§ What you will do
Copy every row below verbatim, leaving out the pictures.

§ Extracted entries

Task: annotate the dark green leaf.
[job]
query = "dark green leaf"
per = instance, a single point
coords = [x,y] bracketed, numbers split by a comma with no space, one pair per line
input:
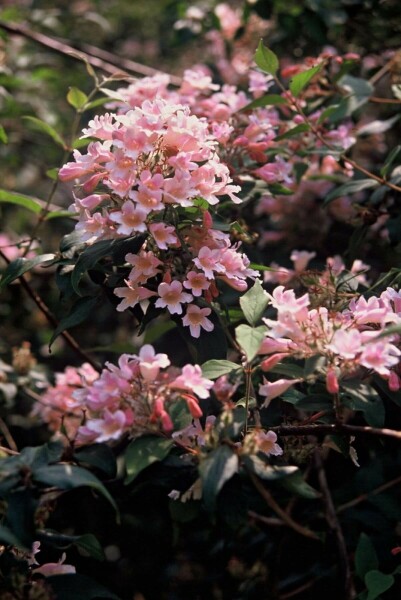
[68,477]
[99,456]
[78,587]
[266,59]
[265,471]
[254,303]
[363,397]
[296,484]
[250,339]
[377,583]
[212,369]
[3,135]
[301,128]
[19,266]
[143,452]
[32,204]
[267,100]
[81,310]
[217,468]
[47,129]
[76,98]
[389,161]
[375,127]
[301,80]
[365,556]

§ Solution below
Task: annotate the dark green leaf.
[job]
query = "dark green leaf"
per = instance, a single point
coords = [x,y] bracketed, numbers split by a comma with no space, one pair per line
input:
[68,477]
[99,456]
[78,587]
[266,59]
[265,471]
[254,303]
[363,397]
[296,484]
[250,339]
[377,583]
[212,369]
[3,135]
[301,128]
[19,266]
[143,452]
[32,204]
[267,100]
[81,310]
[217,468]
[47,129]
[76,98]
[389,161]
[375,127]
[301,80]
[365,556]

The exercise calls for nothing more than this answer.